> [OBJECTIVES]
[a] List every person named in the film review below, including the byline.
[b] Answer these from the film review below, one per line:
(i) Who directed The Top Secret Adventures of Clara Chapman?
(ii) In what kind of place is the navy officer blackmailed?
(iii) What year does the review give for Knock on Wood?
[c] Pick up the film review below after its final sentence and write the next part.

> [SOURCE DOCUMENT]
__________________________________________________
By Virgo Spectre
Amazon Prime has opened my eyes to new treats. A week ago I happened across The Top Secret Adventures of Clara Chapman (dir Simon Roptell 2018) and it was a thorough joy. This film takes its inspiration from the British WW2 daily strips popularised by cartoonists like Norman Pett who devised the infamous Jane series. On the surface Pett’s cartoon is about a saucy British heroine defending Britain and the like from the Nazi menace. But dig deeper and it is much more. Jane’s plight represent the plight of Britain at this time. Exposed, vulnerable but fighting on and this is why the Jane series ran for so long in British history.
Jump to 2018 and the Top Secret Adventures of Clara Chapman is attempting just that. However; Britain isn’t vulnerable and the women losing their clothes genre is as far removed as is the ventriloquist themed film (See Danny Kaye’s Knock on Wood 1954). But it works. How and why? Well, for precisely the reason it shouldn’t. Currently, we are on a steady diet of “How to behave films” and we are all sick of it. It is patronising, dumb and circular. Clara Chapman addresses this hysteria. The film starts in the conventional way and it is not to long until the titular characters is fighting her nemesis on a London bus in her undergarments until the film takes a sharp right turn. Suddenly, we are in a public library and a top navy brass is being blackmailed by a gormless library loafer. What over? Imprints in library books of naked illustrations he has been drawing of his cute assistant. There is a lot at stake for the poor fellow. The scene is both hilarious and confrontational and addresses all the movements that are around now that serves to defame people for their private behaviour. Excellent stuff.
__________________________________________________
> [SOURCE DATA]
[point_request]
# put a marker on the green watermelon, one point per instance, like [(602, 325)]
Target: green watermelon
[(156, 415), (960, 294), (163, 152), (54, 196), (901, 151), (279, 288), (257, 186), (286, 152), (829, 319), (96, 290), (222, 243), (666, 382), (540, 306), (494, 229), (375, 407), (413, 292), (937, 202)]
__________________________________________________
> [ANSWER SET]
[a] Virgo Spectre, Simon Roptell, Norman Pett, Danny Kaye

[b]
(i) Simon Roptell
(ii) A public library
(iii) 1954

[c]
This led me on a sojourn to explore this type of genre and a few titles popped up and whilst such hidden meaning was not as obvious in the ones I viewed, they are nonetheless worth a mention. Jane (1982-1984) and Jane and the Lost City (1987) were both produced in the era of the lad. Political correctness was not yet the glint in the milkman’s eye and these pieces could easily have been overlooked due to the proliferation of the Carry On films, the Benny Hill television show and ‘Allo ‘Allo half hour that came before. Jane, starring Glynnis Barber captured much of the comedy and antics of the original Norman Pett comics, whilst Lost City drew on the swashbuckling films that came later. It even featured Flash Gordon’s Sam J Jones and James Bond’s Maude Adams.
After the 1980s, nothing. It is now the era of the cynic, the social justice movement. Political correctness. Sure, Tarantino, the Coen Bros and Woody Allen were producing works unseen before, but something for the lad had defiantly died. That is why it is so good to see something like the Top Secret Adventures of Clara Chapman, because it is solid proof that genres aren’t dead because a handful of journalists and public speakers say they are. Jane was the most popular character in British comics for at least three decades. Here’s hoping Clara Chapman can keep doing her bit and carry on.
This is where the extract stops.